Start of Supplied material

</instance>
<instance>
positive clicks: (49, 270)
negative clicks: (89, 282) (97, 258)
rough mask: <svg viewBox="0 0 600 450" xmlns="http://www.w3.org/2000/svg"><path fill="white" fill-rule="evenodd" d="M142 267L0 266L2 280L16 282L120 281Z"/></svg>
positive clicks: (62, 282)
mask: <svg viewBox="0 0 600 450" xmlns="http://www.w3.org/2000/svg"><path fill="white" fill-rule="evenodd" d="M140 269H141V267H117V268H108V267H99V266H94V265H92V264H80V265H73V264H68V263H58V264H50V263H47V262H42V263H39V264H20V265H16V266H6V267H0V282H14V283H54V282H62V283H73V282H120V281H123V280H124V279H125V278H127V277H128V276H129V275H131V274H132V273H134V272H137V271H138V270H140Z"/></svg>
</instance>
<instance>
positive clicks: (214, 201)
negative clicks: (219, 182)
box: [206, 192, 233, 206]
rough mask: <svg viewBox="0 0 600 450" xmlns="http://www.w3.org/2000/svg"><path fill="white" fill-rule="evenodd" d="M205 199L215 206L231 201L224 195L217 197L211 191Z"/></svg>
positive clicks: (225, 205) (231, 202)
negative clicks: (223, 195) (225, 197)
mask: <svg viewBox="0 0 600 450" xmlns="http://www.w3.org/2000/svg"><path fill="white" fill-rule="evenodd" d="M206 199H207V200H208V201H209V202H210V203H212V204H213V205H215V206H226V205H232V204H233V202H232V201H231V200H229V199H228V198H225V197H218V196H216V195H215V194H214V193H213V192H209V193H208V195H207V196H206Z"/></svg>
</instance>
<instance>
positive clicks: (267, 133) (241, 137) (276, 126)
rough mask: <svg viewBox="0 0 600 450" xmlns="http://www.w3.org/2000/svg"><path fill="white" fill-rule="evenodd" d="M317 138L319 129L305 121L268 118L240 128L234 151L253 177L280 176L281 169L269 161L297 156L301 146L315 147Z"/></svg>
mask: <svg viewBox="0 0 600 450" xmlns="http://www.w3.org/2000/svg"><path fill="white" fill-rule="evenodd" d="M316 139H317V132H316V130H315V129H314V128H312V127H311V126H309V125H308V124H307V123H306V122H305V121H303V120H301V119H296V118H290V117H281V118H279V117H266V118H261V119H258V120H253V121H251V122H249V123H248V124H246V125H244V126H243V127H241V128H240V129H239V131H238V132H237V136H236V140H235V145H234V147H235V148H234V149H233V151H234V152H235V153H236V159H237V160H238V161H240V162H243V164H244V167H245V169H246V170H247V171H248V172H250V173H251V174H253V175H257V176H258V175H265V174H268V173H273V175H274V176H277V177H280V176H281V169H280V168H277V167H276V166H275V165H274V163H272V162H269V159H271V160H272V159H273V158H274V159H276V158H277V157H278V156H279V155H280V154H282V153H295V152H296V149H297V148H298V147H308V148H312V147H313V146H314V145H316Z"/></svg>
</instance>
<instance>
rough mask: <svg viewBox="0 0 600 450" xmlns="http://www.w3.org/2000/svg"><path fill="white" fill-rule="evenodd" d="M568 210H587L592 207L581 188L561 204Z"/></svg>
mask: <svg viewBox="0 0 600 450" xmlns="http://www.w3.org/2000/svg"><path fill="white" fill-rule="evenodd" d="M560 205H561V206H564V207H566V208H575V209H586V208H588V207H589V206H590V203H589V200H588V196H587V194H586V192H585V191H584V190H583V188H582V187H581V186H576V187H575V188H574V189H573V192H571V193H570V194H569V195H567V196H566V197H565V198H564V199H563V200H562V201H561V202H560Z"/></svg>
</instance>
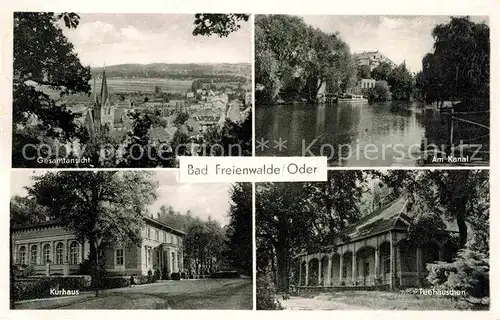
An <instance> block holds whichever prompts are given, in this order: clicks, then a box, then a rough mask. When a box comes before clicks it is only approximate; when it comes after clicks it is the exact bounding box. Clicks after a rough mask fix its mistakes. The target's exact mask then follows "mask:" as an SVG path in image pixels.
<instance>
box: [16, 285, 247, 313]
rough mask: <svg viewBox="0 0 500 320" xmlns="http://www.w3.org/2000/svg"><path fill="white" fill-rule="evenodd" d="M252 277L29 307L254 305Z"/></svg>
mask: <svg viewBox="0 0 500 320" xmlns="http://www.w3.org/2000/svg"><path fill="white" fill-rule="evenodd" d="M252 297H253V295H252V280H251V279H200V280H182V281H172V280H169V281H161V282H159V283H154V284H146V285H136V286H133V287H129V288H120V289H113V290H107V291H105V292H102V293H101V295H100V296H99V297H93V296H92V295H87V296H86V297H83V296H82V299H80V300H79V301H68V302H66V303H65V302H62V303H60V304H59V305H54V303H53V300H51V301H49V302H47V301H46V302H44V301H40V303H39V304H37V305H34V304H31V305H30V306H29V307H28V306H27V305H26V306H25V307H28V308H30V309H36V308H42V309H45V308H58V309H236V310H238V309H248V310H250V309H252V307H253V302H252Z"/></svg>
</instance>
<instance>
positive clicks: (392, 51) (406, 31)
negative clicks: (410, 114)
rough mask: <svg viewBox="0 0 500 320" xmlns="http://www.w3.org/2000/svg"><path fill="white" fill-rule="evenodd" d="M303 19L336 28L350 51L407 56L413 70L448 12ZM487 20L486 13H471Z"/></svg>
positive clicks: (334, 29)
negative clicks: (387, 15)
mask: <svg viewBox="0 0 500 320" xmlns="http://www.w3.org/2000/svg"><path fill="white" fill-rule="evenodd" d="M302 17H303V18H304V21H305V23H307V24H310V25H312V26H315V27H317V28H319V29H321V30H322V31H324V32H327V33H333V32H335V31H338V32H339V33H340V37H341V38H342V39H343V40H344V41H345V42H347V44H348V45H349V46H350V48H351V52H362V51H375V50H379V51H380V52H382V54H384V55H385V56H387V57H388V58H390V59H391V60H392V61H393V62H394V63H396V64H400V63H402V62H403V61H405V60H406V66H407V67H408V68H409V70H410V71H412V72H418V71H420V70H422V58H423V57H424V55H425V54H426V53H428V52H432V46H433V44H434V39H433V38H432V29H433V28H434V26H436V25H437V24H441V23H447V22H448V21H449V19H450V17H448V16H368V15H366V16H333V15H331V16H318V15H315V16H312V15H309V16H302ZM471 20H472V21H475V22H483V21H484V22H486V23H488V19H487V17H478V16H474V17H471Z"/></svg>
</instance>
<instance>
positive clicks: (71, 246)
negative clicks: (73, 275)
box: [69, 241, 80, 264]
mask: <svg viewBox="0 0 500 320" xmlns="http://www.w3.org/2000/svg"><path fill="white" fill-rule="evenodd" d="M79 255H80V248H79V247H78V243H77V242H76V241H73V242H71V244H70V245H69V263H71V264H77V263H78V256H79Z"/></svg>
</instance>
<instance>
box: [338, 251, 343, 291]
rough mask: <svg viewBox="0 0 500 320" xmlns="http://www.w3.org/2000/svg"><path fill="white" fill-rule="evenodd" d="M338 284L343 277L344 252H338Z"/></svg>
mask: <svg viewBox="0 0 500 320" xmlns="http://www.w3.org/2000/svg"><path fill="white" fill-rule="evenodd" d="M339 260H340V261H339V267H340V268H339V285H340V284H341V283H342V280H343V278H344V254H343V253H342V252H340V258H339Z"/></svg>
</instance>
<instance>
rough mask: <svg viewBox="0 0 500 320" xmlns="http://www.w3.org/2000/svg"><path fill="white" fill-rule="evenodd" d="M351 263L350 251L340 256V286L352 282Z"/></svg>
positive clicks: (352, 257) (351, 265)
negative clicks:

End of Supplied material

From the records above, quote only the lines running from the line with "negative clicks: (223, 195) (225, 197)" to the line with "positive clicks: (267, 133)", both lines included.

- **Output**:
negative clicks: (223, 195) (225, 197)
mask: <svg viewBox="0 0 600 450" xmlns="http://www.w3.org/2000/svg"><path fill="white" fill-rule="evenodd" d="M206 199H207V200H208V201H209V202H210V203H212V204H213V205H215V206H226V205H232V204H233V202H232V201H231V200H229V199H228V198H225V197H218V196H216V195H215V194H214V193H213V192H209V193H208V195H207V196H206Z"/></svg>
</instance>
<instance>
positive clicks: (267, 133) (241, 137) (276, 126)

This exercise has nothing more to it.